_Complete the following_:
A - From the post about making carbon panels for a sports car, list the materials the writer used to remould the body to the new shapes.
B - Reproduce the part of the carbon panel post starting at "Around the time" and ending at "alone body panels.".

_Text provided_:
Begin

Around the time this post started I decided to make carbon panels for my Noble sports car... I had NEVER worked with carbon before and had very limited experience of GF working, having never even made a mould before let alone body panels.

What I did was use GF, filler and expanding foam to remould my body to the new shapes required... I then painted the panel (will call then bucks from now on). The bucks were heavy and pretty fragile so needed careful storage / handling often strengthening bars to allow the panel to take its own weight without distorting / breaking.

I then used easycomposites UN1 tooling system, bloody excellent stuff this as it has zero shrinkage... you have to be careful with the gel coat to avoid wrinkling due to it not being mixed fully (easy to do) or it reacting with the Buck but otherwise its extremely easy to use.

Due to the size and complexity of some of my panels I had to have multiple break lines (my rear end is a 12 piece mould), this needs to be well thought out but isn't hard just requires careful thought.

End

_Supplied entries_:
Begin

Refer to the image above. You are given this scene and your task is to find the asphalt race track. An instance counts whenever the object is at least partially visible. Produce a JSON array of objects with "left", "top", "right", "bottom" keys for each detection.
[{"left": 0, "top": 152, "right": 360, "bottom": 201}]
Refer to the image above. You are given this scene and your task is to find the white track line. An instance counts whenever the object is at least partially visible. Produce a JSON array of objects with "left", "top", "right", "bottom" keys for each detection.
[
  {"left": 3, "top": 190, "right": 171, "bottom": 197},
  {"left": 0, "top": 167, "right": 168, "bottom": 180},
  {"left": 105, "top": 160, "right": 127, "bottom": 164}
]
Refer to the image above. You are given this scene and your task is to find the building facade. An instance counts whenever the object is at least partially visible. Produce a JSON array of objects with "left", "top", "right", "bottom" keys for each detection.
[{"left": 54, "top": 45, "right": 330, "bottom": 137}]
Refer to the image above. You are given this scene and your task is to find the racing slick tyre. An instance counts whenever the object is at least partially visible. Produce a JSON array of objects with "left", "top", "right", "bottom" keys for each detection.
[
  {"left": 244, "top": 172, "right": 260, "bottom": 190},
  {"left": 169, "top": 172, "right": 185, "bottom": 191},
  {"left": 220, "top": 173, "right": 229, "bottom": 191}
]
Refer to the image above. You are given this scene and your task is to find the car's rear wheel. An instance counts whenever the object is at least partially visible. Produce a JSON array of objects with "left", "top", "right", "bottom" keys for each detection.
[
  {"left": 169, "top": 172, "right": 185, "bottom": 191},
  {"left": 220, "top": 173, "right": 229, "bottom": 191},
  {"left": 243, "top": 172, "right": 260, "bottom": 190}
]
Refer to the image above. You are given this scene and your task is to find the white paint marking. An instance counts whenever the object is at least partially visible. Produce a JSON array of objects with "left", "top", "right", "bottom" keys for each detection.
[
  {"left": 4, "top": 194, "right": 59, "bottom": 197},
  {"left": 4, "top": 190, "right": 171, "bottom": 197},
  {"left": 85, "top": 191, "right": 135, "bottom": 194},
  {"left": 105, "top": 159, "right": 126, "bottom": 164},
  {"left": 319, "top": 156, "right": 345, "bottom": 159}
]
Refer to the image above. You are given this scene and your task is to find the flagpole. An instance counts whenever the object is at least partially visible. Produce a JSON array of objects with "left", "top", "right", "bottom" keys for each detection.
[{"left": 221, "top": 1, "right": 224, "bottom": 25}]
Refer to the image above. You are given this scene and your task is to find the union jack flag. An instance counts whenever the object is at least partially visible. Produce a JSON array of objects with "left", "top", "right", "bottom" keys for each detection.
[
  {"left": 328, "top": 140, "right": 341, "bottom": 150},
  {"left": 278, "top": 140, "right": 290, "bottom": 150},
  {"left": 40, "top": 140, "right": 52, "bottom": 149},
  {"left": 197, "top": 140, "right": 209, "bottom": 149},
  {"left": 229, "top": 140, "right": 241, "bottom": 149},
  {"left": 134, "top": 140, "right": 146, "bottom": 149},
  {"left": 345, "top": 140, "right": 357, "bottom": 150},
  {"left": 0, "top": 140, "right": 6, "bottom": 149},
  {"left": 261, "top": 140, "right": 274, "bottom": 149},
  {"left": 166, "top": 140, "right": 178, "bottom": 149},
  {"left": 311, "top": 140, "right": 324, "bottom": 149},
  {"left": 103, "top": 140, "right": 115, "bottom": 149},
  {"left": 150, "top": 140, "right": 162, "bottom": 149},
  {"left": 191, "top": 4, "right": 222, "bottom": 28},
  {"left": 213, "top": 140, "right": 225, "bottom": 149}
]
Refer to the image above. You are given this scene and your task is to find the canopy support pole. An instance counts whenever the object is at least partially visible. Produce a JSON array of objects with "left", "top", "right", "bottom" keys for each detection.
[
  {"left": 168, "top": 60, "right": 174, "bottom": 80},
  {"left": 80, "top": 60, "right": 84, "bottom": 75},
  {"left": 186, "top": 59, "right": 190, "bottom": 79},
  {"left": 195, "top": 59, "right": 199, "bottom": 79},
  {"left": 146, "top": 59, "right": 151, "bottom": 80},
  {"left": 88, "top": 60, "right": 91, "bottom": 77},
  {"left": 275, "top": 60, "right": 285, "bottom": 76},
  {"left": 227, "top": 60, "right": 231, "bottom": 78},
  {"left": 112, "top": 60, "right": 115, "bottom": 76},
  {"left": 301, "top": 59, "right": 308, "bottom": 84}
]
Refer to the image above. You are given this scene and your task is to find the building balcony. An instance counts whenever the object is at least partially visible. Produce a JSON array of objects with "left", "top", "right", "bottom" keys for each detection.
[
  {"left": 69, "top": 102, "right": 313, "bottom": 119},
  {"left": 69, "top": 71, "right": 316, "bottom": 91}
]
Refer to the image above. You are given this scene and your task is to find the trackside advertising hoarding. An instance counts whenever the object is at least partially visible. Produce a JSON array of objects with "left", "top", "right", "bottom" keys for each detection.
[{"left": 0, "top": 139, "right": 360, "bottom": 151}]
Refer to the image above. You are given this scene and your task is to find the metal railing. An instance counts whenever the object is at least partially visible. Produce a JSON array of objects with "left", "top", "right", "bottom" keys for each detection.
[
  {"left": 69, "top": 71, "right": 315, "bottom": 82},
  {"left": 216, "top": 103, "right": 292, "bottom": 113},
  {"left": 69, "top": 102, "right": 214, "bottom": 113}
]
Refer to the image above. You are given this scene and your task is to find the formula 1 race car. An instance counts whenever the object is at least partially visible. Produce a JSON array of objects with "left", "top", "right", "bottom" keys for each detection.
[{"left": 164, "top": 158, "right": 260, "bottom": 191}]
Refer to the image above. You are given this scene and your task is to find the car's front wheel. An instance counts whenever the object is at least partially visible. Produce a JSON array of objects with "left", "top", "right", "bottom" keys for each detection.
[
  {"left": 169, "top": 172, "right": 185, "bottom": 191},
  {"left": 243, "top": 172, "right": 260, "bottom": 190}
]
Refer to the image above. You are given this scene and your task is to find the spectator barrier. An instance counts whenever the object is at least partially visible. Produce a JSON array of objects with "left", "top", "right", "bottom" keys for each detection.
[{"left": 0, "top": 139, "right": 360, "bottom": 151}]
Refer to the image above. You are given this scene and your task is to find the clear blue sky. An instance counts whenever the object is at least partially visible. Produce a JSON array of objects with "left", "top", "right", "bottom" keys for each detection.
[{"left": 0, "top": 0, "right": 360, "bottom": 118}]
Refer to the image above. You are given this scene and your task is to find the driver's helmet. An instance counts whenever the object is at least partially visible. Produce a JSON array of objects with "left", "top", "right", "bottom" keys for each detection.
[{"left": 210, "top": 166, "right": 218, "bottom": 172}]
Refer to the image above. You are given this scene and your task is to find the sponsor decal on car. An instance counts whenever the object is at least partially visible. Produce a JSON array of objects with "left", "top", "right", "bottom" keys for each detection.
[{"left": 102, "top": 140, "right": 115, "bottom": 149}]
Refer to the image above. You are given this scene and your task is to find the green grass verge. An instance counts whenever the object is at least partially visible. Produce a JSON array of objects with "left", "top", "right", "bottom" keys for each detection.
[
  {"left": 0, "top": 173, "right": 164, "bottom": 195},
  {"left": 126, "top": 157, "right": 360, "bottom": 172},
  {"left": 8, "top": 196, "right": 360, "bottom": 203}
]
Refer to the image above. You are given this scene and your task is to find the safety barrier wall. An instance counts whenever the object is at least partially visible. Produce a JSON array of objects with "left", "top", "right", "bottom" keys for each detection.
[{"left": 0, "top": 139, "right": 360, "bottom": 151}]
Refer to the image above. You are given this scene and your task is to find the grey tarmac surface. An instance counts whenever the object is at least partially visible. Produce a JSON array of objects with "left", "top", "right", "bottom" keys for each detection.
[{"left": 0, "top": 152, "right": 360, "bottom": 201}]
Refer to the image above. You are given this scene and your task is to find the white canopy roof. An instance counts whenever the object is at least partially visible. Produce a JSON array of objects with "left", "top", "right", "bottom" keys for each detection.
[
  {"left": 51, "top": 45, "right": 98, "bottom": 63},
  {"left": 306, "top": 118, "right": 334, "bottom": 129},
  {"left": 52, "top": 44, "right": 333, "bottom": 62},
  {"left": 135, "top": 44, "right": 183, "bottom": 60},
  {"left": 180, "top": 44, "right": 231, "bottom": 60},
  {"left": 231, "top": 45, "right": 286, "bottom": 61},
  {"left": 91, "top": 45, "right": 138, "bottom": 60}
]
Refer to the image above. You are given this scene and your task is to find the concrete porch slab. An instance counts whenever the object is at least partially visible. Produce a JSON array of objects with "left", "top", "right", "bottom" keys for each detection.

End

_Per-task outputs_:
A - GF, filler, expanding foam

B -
Around the time this post started I decided to make carbon panels for my Noble sports car... I had NEVER worked with carbon before and had very limited experience of GF working, having never even made a mould before let alone body panels.